» **Raw data**
•••••

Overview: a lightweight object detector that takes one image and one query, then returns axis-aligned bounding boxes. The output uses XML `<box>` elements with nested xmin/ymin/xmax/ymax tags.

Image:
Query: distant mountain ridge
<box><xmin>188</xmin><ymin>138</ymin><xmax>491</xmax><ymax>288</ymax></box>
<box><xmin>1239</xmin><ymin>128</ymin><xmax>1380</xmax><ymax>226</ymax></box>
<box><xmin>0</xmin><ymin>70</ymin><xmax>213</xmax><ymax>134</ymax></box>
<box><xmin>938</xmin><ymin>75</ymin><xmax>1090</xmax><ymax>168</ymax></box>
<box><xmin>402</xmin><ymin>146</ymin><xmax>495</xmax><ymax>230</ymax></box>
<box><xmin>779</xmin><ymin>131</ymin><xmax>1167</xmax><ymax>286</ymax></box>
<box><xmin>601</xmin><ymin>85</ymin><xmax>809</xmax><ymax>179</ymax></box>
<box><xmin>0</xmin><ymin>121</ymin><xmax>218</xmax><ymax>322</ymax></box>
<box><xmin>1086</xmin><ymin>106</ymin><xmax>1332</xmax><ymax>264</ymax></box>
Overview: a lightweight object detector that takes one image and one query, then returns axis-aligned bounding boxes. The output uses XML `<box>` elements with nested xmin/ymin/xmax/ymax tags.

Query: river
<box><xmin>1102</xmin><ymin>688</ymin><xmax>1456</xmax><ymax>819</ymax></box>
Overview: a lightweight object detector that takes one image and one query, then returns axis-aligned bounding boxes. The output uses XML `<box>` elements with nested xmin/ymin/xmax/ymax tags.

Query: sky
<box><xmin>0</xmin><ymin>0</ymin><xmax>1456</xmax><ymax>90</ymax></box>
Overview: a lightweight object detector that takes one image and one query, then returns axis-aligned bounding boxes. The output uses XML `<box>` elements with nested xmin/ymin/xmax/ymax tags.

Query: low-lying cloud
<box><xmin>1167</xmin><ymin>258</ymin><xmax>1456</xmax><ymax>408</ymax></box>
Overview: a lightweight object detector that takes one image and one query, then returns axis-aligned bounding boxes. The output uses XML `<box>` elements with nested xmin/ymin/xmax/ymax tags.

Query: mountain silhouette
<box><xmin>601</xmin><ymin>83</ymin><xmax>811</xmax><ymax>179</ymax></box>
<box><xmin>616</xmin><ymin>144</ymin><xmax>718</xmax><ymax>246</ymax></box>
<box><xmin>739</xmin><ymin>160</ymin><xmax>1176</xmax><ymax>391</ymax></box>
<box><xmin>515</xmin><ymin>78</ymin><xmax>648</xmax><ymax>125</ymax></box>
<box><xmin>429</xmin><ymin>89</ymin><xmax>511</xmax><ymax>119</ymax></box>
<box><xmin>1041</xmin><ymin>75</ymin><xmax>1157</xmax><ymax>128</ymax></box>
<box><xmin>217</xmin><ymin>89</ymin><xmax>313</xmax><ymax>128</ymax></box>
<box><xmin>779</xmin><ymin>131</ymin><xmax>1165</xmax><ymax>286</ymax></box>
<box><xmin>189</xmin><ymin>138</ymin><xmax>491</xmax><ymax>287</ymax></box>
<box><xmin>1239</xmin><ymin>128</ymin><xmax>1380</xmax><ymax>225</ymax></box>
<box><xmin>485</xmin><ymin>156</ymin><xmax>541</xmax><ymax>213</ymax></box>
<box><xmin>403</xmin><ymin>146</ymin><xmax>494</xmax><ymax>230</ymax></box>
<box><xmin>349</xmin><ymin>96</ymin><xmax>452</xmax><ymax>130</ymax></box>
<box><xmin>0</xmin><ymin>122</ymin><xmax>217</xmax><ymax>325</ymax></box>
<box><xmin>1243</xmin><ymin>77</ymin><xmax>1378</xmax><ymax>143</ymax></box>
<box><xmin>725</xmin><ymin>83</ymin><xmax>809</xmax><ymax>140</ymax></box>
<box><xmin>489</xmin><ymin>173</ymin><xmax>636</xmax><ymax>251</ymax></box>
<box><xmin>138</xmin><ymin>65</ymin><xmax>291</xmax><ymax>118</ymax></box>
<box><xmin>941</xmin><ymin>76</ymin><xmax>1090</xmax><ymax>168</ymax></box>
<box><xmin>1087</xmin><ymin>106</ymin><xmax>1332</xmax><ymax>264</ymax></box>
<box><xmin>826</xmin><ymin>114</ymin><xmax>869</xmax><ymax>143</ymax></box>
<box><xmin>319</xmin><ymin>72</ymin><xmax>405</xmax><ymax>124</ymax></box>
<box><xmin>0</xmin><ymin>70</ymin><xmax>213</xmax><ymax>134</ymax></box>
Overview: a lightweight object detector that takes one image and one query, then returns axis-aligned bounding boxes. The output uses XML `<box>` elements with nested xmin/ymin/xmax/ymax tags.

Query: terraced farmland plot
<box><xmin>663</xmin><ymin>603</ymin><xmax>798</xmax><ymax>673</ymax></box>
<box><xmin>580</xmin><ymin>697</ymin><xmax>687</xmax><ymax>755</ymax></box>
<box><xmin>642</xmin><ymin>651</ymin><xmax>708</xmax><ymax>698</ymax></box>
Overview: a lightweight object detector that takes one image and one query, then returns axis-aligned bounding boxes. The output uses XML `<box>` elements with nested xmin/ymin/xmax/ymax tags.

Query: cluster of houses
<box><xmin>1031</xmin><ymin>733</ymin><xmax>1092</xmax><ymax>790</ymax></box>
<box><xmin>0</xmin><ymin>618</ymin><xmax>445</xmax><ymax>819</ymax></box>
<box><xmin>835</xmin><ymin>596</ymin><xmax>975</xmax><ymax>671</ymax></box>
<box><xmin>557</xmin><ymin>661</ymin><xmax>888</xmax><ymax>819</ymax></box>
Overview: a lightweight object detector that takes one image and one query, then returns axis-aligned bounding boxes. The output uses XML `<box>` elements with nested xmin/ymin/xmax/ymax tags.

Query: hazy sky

•••••

» **Exercise**
Copy every line above that contains the string "mountain". Case counts, so match capital and lowercase letters exactly.

» **Final result**
Query: distant mountain ridge
Query: mountain silhouette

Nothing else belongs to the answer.